* [EXERCISE TASK]:
Using the entries below, return word for word the lines from the one containing "the lawn, one" up to and including the last.

[Labeled-object pointing entries]
######
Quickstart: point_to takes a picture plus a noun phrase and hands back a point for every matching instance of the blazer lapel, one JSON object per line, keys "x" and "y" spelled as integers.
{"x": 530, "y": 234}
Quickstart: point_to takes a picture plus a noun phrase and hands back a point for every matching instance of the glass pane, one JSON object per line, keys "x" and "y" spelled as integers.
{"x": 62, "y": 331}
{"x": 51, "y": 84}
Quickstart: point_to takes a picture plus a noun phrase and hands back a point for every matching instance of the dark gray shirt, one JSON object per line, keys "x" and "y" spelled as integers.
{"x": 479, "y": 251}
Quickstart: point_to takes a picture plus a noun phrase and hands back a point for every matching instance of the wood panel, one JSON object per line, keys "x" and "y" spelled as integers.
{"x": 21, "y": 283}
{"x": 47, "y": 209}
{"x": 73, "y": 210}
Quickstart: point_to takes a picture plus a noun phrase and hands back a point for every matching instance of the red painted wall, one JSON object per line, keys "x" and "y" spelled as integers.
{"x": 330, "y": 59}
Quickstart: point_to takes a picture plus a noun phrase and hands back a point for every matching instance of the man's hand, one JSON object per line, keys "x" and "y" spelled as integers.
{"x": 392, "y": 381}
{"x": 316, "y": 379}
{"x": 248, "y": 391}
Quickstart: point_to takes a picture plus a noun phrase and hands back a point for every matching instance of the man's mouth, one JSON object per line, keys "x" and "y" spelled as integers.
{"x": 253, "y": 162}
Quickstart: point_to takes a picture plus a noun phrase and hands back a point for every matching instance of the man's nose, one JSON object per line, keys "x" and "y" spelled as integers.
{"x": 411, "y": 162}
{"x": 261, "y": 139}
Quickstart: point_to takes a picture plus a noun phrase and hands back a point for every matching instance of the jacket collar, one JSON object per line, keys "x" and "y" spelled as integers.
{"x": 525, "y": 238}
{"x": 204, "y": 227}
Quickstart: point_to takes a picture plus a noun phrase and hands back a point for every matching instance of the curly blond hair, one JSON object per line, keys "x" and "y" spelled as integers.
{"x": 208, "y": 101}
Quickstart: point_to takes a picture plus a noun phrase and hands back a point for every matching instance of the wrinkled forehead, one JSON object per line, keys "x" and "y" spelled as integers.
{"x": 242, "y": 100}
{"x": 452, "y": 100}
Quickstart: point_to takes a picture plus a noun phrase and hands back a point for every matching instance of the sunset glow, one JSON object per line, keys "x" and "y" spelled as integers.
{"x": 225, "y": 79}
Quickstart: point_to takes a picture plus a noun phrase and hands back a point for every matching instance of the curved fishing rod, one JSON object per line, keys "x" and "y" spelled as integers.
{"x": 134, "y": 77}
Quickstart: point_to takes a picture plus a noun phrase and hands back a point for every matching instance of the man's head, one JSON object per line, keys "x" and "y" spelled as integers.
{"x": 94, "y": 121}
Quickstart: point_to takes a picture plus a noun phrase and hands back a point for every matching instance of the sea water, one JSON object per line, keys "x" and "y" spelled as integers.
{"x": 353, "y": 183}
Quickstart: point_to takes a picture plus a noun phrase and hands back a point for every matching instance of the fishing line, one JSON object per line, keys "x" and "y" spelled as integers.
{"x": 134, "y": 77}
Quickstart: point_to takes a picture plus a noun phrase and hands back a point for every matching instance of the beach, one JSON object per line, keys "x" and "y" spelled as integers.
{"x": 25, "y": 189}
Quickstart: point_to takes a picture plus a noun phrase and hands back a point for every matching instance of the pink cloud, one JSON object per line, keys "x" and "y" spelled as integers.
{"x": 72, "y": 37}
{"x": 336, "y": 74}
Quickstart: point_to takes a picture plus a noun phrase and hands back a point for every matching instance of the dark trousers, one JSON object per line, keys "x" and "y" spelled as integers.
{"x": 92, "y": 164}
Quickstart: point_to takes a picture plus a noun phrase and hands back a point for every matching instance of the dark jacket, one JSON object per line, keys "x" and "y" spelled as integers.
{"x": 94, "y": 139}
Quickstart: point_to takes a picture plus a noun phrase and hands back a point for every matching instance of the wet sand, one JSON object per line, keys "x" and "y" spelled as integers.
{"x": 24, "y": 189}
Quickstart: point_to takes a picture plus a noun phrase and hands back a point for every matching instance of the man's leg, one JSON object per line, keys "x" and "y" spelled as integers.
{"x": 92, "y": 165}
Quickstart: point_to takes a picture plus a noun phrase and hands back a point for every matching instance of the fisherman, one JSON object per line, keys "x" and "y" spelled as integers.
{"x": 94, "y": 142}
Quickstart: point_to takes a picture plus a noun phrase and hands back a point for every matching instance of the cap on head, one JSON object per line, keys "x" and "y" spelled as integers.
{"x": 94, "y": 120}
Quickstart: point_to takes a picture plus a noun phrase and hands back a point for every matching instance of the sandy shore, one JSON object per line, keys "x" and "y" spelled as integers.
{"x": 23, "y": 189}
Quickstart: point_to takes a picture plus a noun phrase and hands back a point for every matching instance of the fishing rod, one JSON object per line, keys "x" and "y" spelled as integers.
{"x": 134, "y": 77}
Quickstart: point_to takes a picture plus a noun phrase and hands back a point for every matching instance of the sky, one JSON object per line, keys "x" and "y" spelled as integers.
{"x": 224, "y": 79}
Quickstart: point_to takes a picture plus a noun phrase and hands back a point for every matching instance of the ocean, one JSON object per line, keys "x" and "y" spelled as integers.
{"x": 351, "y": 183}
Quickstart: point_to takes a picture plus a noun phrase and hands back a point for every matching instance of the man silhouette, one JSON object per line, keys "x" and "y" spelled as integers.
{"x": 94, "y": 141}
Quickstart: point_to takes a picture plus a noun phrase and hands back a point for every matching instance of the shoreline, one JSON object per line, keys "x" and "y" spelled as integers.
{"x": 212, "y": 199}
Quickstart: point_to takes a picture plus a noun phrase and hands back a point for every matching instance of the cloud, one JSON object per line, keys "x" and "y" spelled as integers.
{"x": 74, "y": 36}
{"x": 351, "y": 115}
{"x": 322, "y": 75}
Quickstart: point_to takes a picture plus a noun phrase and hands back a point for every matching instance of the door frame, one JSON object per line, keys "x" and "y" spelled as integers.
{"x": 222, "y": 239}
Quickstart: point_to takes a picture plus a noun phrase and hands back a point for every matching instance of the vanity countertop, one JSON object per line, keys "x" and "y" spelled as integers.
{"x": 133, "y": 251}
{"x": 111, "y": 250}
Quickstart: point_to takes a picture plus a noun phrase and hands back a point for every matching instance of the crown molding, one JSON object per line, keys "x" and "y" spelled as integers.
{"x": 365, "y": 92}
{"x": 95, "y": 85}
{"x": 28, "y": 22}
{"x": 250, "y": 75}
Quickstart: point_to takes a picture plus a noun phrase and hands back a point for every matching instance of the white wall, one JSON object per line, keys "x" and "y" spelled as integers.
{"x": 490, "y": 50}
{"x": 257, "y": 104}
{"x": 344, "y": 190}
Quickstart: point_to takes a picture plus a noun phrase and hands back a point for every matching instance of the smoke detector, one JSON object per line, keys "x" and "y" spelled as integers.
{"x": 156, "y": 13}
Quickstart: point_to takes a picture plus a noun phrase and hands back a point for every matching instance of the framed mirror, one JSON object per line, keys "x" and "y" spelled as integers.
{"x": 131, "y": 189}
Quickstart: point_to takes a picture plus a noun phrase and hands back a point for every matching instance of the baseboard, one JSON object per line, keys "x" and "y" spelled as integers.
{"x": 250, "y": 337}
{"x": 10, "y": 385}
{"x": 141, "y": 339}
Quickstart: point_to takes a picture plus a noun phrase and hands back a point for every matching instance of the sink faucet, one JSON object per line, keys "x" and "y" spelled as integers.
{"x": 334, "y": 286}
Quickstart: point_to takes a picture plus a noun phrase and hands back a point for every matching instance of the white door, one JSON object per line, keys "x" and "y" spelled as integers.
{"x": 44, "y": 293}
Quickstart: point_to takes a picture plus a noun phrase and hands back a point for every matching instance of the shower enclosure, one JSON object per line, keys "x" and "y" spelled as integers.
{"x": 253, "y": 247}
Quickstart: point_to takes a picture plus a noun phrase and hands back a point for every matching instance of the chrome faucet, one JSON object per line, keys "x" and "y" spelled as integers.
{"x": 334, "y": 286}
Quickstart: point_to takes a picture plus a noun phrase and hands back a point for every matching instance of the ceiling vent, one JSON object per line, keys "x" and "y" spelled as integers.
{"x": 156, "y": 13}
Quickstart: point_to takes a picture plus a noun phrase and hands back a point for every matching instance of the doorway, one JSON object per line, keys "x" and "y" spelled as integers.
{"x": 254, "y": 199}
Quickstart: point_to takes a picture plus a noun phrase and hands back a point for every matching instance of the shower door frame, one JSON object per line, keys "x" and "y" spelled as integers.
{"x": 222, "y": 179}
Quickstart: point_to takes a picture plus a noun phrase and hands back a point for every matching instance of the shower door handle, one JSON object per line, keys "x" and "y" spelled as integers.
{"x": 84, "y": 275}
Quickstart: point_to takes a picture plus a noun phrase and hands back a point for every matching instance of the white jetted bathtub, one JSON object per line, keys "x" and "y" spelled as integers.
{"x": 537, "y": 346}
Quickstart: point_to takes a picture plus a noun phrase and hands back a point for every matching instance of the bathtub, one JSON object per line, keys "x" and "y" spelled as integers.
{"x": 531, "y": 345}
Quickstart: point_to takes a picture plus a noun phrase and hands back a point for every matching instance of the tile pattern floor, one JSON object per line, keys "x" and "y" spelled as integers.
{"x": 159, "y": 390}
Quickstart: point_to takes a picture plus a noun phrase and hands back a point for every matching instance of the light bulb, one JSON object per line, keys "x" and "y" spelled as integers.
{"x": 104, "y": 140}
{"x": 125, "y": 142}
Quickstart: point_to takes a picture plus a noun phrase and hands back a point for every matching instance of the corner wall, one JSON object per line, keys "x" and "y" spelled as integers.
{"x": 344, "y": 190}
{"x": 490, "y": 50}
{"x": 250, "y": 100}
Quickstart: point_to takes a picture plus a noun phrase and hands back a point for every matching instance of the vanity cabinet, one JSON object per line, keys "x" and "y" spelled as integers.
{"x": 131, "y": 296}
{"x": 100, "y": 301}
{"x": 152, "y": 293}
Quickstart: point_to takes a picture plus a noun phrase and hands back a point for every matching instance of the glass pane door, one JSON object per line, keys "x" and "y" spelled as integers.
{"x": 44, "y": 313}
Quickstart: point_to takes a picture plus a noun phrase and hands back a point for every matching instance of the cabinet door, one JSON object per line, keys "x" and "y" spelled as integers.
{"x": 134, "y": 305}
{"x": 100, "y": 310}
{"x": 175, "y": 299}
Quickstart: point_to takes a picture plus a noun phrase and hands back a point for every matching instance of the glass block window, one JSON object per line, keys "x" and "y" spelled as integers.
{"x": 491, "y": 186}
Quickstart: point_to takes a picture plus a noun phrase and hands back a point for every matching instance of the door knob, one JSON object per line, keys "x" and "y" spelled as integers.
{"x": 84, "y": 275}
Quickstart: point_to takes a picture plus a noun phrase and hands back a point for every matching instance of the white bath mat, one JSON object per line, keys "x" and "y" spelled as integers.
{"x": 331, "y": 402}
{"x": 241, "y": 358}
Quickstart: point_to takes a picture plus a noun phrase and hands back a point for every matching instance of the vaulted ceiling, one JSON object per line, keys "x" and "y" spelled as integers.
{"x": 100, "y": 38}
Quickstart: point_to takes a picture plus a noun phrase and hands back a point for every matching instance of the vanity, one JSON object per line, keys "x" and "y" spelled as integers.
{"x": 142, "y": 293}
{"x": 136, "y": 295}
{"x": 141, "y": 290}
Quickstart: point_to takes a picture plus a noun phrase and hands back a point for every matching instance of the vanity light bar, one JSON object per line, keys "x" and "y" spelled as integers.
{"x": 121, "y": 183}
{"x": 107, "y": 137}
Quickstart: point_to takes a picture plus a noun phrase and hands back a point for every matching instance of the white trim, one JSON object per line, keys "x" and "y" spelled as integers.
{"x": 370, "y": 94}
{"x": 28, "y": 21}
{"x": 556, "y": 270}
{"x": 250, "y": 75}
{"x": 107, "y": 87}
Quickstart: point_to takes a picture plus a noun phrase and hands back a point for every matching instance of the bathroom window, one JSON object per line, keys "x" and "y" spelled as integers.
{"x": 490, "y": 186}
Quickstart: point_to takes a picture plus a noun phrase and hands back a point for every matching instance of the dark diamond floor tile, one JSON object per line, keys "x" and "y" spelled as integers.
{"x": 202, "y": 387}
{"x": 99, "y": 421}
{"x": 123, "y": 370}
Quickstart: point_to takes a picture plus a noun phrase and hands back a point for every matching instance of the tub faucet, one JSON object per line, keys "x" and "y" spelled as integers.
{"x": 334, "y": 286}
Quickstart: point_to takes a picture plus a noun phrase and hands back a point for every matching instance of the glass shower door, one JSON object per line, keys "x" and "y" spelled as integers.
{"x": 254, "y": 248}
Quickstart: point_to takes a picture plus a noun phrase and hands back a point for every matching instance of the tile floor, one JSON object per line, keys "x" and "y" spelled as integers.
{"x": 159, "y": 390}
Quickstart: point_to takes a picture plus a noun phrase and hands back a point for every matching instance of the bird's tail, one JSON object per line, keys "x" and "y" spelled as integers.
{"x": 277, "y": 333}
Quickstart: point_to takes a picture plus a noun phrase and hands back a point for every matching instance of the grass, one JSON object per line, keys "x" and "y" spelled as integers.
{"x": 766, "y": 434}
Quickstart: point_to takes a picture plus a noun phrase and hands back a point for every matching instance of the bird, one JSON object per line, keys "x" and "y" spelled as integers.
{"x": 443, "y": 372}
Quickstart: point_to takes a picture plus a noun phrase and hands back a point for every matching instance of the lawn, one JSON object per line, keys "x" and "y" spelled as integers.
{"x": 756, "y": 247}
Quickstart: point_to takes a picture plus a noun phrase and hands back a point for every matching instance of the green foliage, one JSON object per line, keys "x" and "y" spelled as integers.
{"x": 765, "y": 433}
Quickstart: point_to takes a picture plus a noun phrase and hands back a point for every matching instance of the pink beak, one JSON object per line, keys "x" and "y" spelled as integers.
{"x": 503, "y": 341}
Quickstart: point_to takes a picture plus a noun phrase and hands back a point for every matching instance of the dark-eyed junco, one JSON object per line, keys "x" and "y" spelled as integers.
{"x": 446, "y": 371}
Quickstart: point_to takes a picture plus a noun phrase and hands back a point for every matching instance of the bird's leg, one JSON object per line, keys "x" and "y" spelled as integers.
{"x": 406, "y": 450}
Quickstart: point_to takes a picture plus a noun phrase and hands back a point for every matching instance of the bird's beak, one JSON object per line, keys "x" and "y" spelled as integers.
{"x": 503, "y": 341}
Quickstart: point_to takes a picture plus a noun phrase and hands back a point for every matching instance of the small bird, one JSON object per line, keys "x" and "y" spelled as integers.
######
* [REPLY TO THE TASK]:
Quickstart: point_to takes a picture plus a noun phrase and hands back a point for every matching instance of the lawn, one JSON object per line, keys "x" and "y" spelled as integers.
{"x": 756, "y": 247}
Quickstart: point_to takes a picture plus a noun phrase and hands back a point for every matching instance of the green foliage, one JSON object per line, keys "x" and "y" spelled as integers.
{"x": 765, "y": 433}
Quickstart: point_to takes a picture plus a noun phrase and hands back a point for every matching instance of the pink beak, one JSON object per line, keys "x" and "y" spelled as integers.
{"x": 503, "y": 341}
Quickstart: point_to takes a picture plus a noun phrase and hands back a point for every matching instance of the dark-eyed junco, one JSON object per line, keys "x" and "y" spelled as integers.
{"x": 446, "y": 371}
Quickstart: point_to takes a picture plus a noun phrase and hands back a point for every matching instance of the bird's leg, one JSON object per line, keys "x" and "y" spelled as integers.
{"x": 406, "y": 450}
Quickstart: point_to takes a picture plus a noun phrase and hands back a point for every matching instance of the bird's beak, one JSON object per line, keys "x" and "y" spelled as integers.
{"x": 503, "y": 341}
Quickstart: point_to takes a picture plus a noun phrase and hands back a point for every matching instance of the small bird, one JSON object per line, keys "x" and "y" spelled as integers.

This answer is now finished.